---------- EXTRACT PROVIDED

Baker's percentage (also called baker's math) is a notation system used by professional bakers where every ingredient is expressed as a percentage of the total flour weight. Flour is always 100%, so if a recipe calls for 65% water and 1000g of flour, you need 650g of water. This system makes it easy to scale recipes up or down and quickly compare hydration levels across different bread formulas.
How does dough hydration work?
Hydration is the ratio of water to flour, expressed as a percentage. A 65% hydration dough has 650g of water per 1000g of flour. Lower hydration (55-65%) makes stiffer doughs like bagels, while higher hydration (70-85%) creates open, airy crumbs like ciabatta and focaccia. Above 80% hydration, doughs become very wet and require special handling techniques like stretch-and-fold. The calculator warns you when hydration exceeds 80% as these doughs need more experience to handle.
What is sourdough starter decomposition?
Sourdough starter is a mixture of flour and water (typically at 100% hydration, meaning equal parts by weight). When you add starter to a recipe, its flour and water content must be accounted for in the total formula. For example, if you add 200g of 100% hydration starter, that contributes 100g flour and 100g water. The calculator decomposes the starter automatically, subtracting its flour and water from the amounts you need to add separately, so your final dough has the correct hydration and ratios.
How do I use the bread presets?
Select a preset from the dropdown to auto-fill standard baker's percentages for that bread type. The 12 presets cover a range of styles: basic white bread (60% hydration), French bread (65%), ciabatta (75%), focaccia (78%), brioche (55% water + 25% butter), Neapolitan pizza (62%), NY pizza (58%), sourdough (72% + 20% starter), challah (48% water + 15% eggs), whole wheat (70%), rye (65%), and English muffins (60%). After selecting a preset, you can adjust any percentage before calculating.

--------------------
---------- GIVEN INFORMATION

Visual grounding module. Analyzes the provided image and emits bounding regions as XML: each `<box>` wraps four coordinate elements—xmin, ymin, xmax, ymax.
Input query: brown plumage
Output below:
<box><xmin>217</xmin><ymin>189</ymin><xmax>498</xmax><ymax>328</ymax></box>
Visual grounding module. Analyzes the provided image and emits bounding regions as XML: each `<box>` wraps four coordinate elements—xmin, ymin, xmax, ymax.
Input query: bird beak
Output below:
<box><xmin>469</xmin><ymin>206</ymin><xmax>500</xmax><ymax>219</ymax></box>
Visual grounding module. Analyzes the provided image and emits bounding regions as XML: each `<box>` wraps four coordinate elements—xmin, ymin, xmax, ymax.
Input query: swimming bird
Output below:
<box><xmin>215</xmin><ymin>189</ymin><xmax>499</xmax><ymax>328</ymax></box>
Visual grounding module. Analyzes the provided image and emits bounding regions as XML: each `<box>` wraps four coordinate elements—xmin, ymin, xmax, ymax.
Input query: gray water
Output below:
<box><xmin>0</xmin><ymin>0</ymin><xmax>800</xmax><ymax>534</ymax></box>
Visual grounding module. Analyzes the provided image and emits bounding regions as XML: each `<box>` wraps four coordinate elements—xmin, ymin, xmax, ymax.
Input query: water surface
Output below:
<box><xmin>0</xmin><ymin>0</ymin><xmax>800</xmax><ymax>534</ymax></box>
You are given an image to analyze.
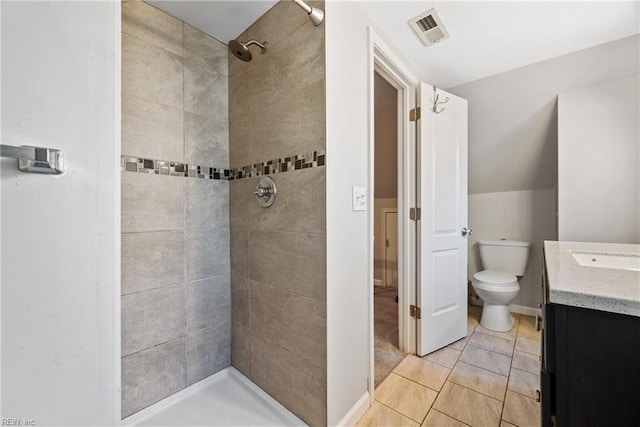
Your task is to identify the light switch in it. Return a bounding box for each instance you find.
[353,187,367,212]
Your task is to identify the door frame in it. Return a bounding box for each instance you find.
[367,27,419,404]
[380,207,400,287]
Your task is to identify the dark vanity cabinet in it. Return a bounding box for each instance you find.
[540,258,640,427]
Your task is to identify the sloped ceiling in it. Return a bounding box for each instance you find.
[149,0,640,88]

--------------------

■ THE REQUEST ■
Turn the paragraph of the bread-baking text that starts "Hydration is the ratio" into a short list that keeps its main facts. Rely only on the text when you respond.

■ OUTPUT FOR THIS TASK ■
- Hydration is the ratio of water to flour, given as a percentage (65% means 650g water per 1000g flour).
- Lower hydration (55-65%) gives stiffer doughs such as bagels.
- Higher hydration (70-85%) gives open, airy crumbs such as ciabatta and focaccia.
- Above 80%, doughs are very wet and need special handling such as stretch-and-fold.
- The calculator warns when hydration goes over 80%, since these doughs take more experience to handle.